━━━━━ DATASET EXCERPTS ━━━━━

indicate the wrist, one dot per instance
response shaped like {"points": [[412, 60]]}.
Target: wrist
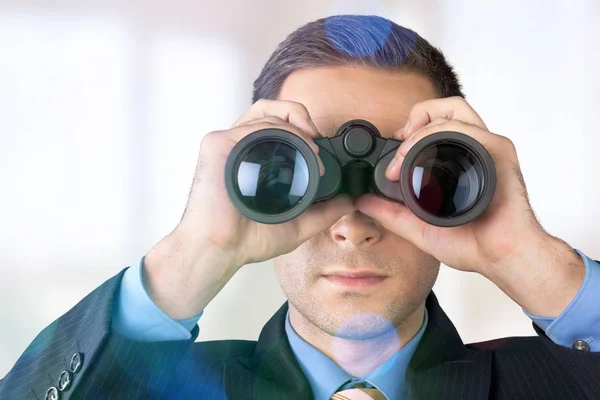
{"points": [[181, 279], [542, 277]]}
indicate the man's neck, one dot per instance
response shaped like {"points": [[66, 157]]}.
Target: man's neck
{"points": [[358, 357]]}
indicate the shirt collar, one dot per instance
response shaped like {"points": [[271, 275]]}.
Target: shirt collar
{"points": [[325, 376]]}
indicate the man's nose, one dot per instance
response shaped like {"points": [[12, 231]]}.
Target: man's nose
{"points": [[356, 230]]}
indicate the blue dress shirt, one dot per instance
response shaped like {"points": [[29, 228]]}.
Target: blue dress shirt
{"points": [[326, 377], [138, 318]]}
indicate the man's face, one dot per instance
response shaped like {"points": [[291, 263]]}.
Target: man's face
{"points": [[334, 95]]}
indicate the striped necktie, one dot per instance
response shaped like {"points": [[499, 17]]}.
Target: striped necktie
{"points": [[359, 394]]}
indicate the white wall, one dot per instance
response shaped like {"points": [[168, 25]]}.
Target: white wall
{"points": [[103, 105]]}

━━━━━

BRIEF: Reproduce word for word the rows above, from the line containing "indicate the shirt" through the end of the rows.

ANSWER:
indicate the shirt collar, one dot per instance
response shaped like {"points": [[271, 275]]}.
Target: shirt collar
{"points": [[325, 376]]}
indicate the man's nose, one dot per instance
response shaped like {"points": [[12, 231]]}.
Target: man's nose
{"points": [[356, 230]]}
indicate the blue dress shirt, one dot per instance
response shaped like {"points": [[29, 228]]}.
Target: blue dress shirt
{"points": [[326, 377], [138, 318]]}
indicate the man's face, one dot per instance
response shaped like {"points": [[291, 263]]}.
Target: man's face
{"points": [[334, 95]]}
indicate the striped necktie, one dot per instance
response shaped like {"points": [[499, 17]]}.
Target: striped necktie
{"points": [[359, 394]]}
indicate the white wall, one dot per instance
response shaped like {"points": [[168, 25]]}.
Target: white wall
{"points": [[103, 105]]}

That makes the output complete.